Dataset entries:
○ ○ ○

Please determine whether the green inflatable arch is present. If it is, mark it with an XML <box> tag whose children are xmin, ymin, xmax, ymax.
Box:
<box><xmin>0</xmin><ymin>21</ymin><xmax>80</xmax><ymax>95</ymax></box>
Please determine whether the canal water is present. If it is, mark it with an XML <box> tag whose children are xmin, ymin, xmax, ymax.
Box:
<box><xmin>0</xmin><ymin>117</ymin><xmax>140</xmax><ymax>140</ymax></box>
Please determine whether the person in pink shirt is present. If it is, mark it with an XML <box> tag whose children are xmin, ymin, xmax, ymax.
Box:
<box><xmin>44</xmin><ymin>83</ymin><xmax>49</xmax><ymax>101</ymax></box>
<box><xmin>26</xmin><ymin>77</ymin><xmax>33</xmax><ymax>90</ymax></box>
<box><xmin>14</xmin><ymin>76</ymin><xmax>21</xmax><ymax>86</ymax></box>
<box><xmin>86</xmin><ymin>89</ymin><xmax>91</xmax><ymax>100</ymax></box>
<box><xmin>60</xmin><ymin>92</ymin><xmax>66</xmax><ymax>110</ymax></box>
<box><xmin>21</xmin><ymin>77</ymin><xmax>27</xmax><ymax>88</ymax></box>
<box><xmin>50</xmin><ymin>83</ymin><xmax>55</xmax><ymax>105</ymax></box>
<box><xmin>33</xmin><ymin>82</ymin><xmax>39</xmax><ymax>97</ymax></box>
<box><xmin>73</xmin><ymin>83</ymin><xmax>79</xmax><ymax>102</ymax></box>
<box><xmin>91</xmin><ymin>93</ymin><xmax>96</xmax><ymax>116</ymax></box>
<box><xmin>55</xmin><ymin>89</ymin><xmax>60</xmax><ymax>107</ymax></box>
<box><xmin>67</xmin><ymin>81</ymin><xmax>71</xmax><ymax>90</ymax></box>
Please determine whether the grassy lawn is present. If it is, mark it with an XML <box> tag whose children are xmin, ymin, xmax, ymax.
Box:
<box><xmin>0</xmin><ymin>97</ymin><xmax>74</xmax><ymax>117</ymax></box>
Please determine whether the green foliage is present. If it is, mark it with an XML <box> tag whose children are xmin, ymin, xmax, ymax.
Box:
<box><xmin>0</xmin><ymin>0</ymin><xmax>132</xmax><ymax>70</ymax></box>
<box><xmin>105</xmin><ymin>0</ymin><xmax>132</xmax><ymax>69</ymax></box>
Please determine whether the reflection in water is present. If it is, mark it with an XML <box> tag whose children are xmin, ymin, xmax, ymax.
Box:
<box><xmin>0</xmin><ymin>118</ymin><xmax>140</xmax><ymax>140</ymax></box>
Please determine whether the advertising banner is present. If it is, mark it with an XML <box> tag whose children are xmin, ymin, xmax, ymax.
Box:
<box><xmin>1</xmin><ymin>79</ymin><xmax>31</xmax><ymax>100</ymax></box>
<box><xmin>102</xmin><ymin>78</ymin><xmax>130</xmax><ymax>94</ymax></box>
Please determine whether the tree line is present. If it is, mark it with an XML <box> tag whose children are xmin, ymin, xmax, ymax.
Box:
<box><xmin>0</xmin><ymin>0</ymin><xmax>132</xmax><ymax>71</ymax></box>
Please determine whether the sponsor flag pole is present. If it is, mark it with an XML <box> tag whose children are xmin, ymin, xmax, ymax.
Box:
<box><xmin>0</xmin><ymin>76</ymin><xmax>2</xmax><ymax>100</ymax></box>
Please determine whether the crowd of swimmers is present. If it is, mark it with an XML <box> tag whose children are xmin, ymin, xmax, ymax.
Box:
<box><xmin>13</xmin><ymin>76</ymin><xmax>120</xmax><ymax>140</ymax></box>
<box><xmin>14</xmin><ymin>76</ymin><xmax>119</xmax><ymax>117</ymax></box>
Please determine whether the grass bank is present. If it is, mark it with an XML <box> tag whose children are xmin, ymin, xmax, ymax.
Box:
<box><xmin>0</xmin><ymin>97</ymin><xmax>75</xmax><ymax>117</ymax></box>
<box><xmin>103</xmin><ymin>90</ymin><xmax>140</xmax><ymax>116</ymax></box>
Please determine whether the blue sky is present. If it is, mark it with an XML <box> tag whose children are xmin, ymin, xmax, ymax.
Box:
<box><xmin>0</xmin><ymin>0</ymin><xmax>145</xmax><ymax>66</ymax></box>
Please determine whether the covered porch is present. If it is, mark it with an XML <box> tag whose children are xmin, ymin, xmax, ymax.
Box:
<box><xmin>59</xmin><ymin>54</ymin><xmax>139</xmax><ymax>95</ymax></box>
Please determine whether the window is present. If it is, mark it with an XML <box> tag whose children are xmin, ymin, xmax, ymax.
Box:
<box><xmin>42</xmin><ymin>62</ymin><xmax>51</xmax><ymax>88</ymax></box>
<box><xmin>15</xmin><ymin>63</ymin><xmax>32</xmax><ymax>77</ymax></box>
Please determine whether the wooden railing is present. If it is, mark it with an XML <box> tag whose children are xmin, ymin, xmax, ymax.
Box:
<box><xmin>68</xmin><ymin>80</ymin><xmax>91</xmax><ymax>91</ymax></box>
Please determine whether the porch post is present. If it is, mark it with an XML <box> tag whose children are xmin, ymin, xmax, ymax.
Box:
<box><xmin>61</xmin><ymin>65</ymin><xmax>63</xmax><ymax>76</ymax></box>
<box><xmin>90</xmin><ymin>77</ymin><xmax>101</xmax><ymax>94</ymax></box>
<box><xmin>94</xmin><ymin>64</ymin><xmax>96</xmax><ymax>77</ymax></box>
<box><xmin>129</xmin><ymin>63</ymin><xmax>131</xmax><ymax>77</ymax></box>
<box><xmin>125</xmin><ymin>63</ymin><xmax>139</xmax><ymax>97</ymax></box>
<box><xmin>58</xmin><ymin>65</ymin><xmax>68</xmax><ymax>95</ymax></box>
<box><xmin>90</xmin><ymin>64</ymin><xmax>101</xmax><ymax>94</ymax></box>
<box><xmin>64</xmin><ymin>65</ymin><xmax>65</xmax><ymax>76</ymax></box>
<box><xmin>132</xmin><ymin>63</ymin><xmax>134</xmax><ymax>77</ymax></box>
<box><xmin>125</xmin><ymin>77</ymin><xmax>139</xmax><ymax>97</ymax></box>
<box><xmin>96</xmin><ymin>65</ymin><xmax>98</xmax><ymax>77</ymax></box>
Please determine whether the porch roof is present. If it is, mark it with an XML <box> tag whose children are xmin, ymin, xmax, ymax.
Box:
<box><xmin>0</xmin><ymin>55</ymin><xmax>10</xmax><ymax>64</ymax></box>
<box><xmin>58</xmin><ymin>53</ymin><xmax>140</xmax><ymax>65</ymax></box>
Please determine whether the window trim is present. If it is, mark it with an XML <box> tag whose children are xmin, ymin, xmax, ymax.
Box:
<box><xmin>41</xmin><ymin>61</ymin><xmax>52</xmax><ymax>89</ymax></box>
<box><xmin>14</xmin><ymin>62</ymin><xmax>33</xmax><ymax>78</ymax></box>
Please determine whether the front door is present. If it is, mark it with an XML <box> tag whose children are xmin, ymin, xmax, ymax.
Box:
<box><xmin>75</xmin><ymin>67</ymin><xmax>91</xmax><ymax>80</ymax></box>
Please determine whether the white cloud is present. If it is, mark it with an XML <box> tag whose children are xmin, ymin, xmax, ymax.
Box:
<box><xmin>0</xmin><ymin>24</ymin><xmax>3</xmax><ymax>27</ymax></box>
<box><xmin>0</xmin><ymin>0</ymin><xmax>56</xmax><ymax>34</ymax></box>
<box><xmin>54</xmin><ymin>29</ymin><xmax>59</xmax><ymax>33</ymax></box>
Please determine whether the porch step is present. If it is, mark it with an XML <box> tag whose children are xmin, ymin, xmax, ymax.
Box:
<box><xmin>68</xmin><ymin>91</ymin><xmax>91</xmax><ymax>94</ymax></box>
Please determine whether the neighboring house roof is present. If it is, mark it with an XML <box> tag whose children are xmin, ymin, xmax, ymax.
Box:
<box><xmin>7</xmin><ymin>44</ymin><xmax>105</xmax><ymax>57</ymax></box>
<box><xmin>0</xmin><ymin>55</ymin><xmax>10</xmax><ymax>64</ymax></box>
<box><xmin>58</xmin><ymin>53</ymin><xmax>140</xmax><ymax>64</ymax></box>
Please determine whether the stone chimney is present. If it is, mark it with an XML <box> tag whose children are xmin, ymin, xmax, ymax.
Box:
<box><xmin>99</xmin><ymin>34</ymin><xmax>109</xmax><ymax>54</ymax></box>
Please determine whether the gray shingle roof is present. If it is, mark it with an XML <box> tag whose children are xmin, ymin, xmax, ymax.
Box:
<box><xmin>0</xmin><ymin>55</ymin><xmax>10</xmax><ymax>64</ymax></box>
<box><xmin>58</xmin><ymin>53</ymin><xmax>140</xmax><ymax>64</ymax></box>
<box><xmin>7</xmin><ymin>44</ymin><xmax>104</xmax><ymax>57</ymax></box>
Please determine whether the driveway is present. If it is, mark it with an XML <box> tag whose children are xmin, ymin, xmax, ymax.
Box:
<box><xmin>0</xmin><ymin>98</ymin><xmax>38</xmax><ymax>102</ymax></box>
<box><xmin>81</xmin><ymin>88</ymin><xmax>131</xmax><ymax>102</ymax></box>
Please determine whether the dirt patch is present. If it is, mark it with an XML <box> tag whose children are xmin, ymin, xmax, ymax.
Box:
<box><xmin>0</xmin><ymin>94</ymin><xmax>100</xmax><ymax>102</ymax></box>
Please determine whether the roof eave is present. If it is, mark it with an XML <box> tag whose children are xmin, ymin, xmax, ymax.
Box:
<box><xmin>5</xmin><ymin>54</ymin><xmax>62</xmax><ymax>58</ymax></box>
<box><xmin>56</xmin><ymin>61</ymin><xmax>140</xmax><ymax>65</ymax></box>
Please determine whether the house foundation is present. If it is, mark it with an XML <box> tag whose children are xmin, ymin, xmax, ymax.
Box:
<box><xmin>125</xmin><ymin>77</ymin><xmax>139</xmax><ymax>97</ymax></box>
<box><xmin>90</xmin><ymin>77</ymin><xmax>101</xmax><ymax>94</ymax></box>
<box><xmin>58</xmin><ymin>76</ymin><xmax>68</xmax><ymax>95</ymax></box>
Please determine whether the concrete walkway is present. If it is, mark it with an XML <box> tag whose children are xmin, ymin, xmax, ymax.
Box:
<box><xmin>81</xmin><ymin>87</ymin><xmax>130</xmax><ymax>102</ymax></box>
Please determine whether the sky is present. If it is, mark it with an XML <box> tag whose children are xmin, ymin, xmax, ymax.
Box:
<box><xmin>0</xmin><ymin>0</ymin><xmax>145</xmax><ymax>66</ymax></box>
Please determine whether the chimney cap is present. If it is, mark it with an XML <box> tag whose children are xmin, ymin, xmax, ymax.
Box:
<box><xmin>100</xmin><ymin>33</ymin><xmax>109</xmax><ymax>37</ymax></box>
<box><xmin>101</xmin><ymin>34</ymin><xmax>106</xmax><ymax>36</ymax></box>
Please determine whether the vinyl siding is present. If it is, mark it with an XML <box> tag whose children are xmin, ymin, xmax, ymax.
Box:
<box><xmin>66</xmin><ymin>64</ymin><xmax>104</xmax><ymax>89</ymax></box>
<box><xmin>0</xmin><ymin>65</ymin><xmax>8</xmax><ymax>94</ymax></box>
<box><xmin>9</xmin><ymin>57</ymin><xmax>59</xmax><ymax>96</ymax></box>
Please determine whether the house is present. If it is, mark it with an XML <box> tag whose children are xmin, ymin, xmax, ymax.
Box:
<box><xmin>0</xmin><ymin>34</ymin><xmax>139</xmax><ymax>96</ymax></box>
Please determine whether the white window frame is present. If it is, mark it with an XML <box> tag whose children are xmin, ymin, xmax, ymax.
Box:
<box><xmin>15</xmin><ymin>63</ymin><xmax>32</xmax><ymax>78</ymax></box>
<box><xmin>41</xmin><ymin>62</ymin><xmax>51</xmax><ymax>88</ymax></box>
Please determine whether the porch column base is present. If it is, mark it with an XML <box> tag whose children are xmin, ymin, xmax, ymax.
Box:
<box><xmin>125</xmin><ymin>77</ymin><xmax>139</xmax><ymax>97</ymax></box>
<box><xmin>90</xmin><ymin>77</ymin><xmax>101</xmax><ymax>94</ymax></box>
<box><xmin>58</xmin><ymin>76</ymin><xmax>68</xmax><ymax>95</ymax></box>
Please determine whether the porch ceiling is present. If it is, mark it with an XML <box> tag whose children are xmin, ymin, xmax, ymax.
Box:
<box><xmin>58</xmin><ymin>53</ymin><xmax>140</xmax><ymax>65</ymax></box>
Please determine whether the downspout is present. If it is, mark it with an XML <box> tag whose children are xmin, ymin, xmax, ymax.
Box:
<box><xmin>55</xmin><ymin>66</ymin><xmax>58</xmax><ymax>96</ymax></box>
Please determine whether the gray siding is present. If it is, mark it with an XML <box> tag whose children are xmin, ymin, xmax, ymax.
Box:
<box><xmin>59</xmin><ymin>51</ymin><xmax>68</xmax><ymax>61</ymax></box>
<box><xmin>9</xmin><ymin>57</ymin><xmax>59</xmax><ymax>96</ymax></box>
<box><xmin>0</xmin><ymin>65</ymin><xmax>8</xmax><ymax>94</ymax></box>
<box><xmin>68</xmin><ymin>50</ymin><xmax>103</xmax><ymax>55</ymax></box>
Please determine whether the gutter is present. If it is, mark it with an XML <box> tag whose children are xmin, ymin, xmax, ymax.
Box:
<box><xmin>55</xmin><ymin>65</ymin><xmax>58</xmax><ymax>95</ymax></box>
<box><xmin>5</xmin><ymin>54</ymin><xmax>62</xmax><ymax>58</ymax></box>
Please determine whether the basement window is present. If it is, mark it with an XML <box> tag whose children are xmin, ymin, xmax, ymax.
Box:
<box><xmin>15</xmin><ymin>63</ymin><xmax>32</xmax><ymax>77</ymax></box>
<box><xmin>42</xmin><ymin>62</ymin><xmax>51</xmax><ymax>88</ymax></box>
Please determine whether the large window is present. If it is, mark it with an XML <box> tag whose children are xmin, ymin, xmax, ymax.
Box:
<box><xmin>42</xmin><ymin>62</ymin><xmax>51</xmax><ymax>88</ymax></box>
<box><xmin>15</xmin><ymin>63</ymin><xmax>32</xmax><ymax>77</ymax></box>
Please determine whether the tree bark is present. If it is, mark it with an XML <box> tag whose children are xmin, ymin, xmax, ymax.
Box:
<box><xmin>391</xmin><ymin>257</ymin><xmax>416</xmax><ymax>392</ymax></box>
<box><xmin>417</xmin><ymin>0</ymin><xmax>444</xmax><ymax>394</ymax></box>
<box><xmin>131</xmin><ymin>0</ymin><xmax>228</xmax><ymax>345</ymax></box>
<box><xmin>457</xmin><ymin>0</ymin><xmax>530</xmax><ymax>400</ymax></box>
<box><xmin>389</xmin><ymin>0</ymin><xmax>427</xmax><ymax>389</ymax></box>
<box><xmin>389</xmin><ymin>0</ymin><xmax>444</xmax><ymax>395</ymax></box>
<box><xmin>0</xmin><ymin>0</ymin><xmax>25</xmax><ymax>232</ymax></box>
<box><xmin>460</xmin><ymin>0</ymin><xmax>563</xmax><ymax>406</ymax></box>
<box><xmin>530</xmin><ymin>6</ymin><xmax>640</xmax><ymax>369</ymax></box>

○ ○ ○

### What to do
In the listing above, locate and copy every line that contains the string "siding". Matching is case-sensitive.

### The response
Please determine whether the vinyl siding is present. If it is, mark it with an XML <box> tag whose children are xmin, ymin, xmax, ymax.
Please determine whether the gray siding is present. If it is, mark it with an XML <box> tag whose children are xmin, ymin, xmax, ymax.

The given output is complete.